# Exercise instructions:
Write the next part of the article below about Houston one year after Hurricane Harvey, starting right after its final sentence.

══ Source ══

Coming up for air

Houston one year after Harvey

A resconstructed Congregation Beth Yeshurun in Houston (photo credit: Courtesy)
A resconstructed Congregation Beth Yeshurun in Houston
(photo credit: Courtesy)
 
It was 4 a.m. and Margaret Lewis couldn’t sleep. She looked outside into the fog and rain and gasped. Water had reached her porch. Within an hour, it was at her doorstep.
Lewis woke her husband, Mark, and their three children, then ages 10, 13 and 16. Together, they started moving their belongings to the highest places they could find. But it was for naught. Ultimately, their home and almost everything inside it was destroyed by the rushing waters of what became known as Hurricane Harvey, a category 4 storm that hit Texas on August 25, 2017 and caused $125 billion in damage according to the National Hurricane Center.
At its peak, on September 1, 2017, one-third of Houston was under water.
Mark Lewis, a trained public safety diver, rowed his family to safety in a kayak he blew up with power from his car’s cigarette lighter. Then, he turned to his wife and said, “I have to go back out there,” Margaret Lewis recalled. “Often in these kinds of situations, police will see people trying to help and say, ‘Thank you for trying, but please go home.’ Not here. Police saw people in boats and kayaks and said, ‘Rescue whoever you can see. The police themselves were overwhelmed.”
One year later, the Lewises are still not back in their home.
“My oldest is leaving for college and he will never really get back into his home in the same way,” she said. “The other day, my middle one said, ‘Mom, do you ever get scared when it rains?’ She is a sophomore. When it rains, you have a whole city of children who wonder if it’s going to happen again.”
She continued, “It is a combination of really wanting to get back to normal and pretend that everything is OK, then being caught every once in a while, and realizing that we are really not OK yet.”
Speaking by phone to The Jerusalem Report, Lewis broke into tears revisiting the painful and humbling days after Harvey, when her family was “buoyed by the community” in every way.
“That first Friday night, a woman named Nancy called, and she said she had Shabbat dinner for me and my family. She wondered if I could come to the synagogue before 3 p.m. or if someone should deliver it,” Lewis said.

═══
══ Record set ══

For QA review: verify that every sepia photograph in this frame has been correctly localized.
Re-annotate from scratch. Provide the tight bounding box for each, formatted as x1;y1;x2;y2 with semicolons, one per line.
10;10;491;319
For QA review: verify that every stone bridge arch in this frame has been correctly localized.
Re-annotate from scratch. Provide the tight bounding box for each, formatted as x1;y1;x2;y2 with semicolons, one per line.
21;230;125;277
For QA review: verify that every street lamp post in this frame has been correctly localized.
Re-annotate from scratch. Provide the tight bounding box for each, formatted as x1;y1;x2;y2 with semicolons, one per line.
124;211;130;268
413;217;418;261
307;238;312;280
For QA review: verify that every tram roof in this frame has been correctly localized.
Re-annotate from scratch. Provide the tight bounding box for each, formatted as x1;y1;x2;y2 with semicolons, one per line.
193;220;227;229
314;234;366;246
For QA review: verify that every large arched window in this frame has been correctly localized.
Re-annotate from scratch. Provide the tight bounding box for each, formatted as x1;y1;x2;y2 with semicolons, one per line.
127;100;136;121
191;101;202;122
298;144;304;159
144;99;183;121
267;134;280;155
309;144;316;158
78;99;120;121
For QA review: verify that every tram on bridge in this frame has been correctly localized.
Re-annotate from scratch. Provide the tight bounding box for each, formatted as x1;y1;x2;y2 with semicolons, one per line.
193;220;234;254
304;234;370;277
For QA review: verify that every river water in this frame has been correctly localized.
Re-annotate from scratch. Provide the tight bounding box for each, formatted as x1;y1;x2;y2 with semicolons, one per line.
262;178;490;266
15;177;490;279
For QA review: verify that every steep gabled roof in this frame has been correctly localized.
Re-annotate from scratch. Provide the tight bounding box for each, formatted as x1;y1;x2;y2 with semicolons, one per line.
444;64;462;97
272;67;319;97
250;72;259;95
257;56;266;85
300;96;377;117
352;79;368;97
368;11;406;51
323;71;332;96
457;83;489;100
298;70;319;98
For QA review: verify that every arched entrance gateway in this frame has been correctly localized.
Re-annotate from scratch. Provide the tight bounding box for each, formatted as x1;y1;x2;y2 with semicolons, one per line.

═══

# Reply:
The Jewish Federation of Greater Houston helped the Lewis family replace some of its furniture to fill a small high-rise apartment in which they are living until their home is ready. It also coordinated additional grants and offered mental health support.
“I recognize that my grandparents came over as immigrants from Germany in 1939, poor, with nothing, and organizations like Jewish Family Services helped them get on their feet,” said Lewis. “The next generation became donors. And now, here we are, recipients again.”
Lewis said when a JFS caseworker told her that she could receive assistance, she was speechless. “My husband looked at me and said, ‘Just say thank you.’ It has been a tremendous lesson.”
The Lewis family is one of more than 2,000 Jewish households that were impacted by Harvey. An estimated 50% of households in the Mid-Brays/Meyerland area – where most of the Jewish community lives – were flooded.
Seven major Houston Jewish institutions suffered excessive or catastrophic flood damage, including two of the largest synagogues, a day school, Jewish Community Center and senior care center. Institutional damage alone was estimated to exceed $50 million.
Immediately following the storm, the JFGH and the Jewish Federations of North America set up the Hurricane Harvey Relief Fund. They raised $23.7 million to provide direct assistance to families and rebuild institutions, as well as for long-term initiatives to ensure connection to Jewish life and resilience for future flooding. JFGH CEO Avital Ingber said the federation received donations from more than 12,000 donors for hurricane relief – more than it receives in an average two years – which does not include donations that poured into federations across America.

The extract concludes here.